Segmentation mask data

■ ■ ■

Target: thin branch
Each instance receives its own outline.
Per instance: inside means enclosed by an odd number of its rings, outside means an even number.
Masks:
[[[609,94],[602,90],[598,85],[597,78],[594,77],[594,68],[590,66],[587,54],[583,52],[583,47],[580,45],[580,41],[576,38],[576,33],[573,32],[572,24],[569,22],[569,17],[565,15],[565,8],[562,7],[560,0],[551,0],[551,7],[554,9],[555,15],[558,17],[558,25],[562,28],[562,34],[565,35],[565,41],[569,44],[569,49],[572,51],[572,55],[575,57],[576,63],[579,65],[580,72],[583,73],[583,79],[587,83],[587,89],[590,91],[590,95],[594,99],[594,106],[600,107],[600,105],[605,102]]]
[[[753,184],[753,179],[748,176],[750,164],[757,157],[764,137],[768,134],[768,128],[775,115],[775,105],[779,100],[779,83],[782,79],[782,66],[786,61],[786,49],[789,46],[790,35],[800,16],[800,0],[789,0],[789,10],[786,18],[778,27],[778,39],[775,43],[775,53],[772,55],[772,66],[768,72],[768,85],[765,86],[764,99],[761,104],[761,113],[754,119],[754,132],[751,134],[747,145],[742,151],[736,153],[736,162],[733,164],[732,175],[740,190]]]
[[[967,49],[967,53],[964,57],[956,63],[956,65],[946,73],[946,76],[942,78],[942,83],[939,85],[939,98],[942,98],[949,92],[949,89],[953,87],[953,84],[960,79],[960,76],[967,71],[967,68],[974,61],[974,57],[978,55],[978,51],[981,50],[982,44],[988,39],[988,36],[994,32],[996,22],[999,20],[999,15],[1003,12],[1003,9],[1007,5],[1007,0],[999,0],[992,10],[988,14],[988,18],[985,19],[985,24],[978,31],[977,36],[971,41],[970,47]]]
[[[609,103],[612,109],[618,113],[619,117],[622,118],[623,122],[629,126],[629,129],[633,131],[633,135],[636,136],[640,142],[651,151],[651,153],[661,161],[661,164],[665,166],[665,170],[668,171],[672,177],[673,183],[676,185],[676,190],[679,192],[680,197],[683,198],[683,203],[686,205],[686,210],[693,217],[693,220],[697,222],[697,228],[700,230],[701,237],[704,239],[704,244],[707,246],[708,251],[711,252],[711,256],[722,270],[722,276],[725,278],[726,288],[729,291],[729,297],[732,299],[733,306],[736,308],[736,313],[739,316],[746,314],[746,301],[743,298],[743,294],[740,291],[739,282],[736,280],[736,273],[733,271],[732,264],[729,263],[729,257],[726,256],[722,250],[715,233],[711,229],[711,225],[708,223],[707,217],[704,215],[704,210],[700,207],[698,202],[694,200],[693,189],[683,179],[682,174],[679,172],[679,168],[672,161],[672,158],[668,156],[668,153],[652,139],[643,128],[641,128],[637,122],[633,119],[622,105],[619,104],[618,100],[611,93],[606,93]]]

■ ■ ■

• _Your assignment_:
Every line above that holds the string "instance" should be copied into the answer.

• _Result_:
Each instance receives its own outline.
Per instance: inside means enclosed by an odd number of its rings, outside means an even number.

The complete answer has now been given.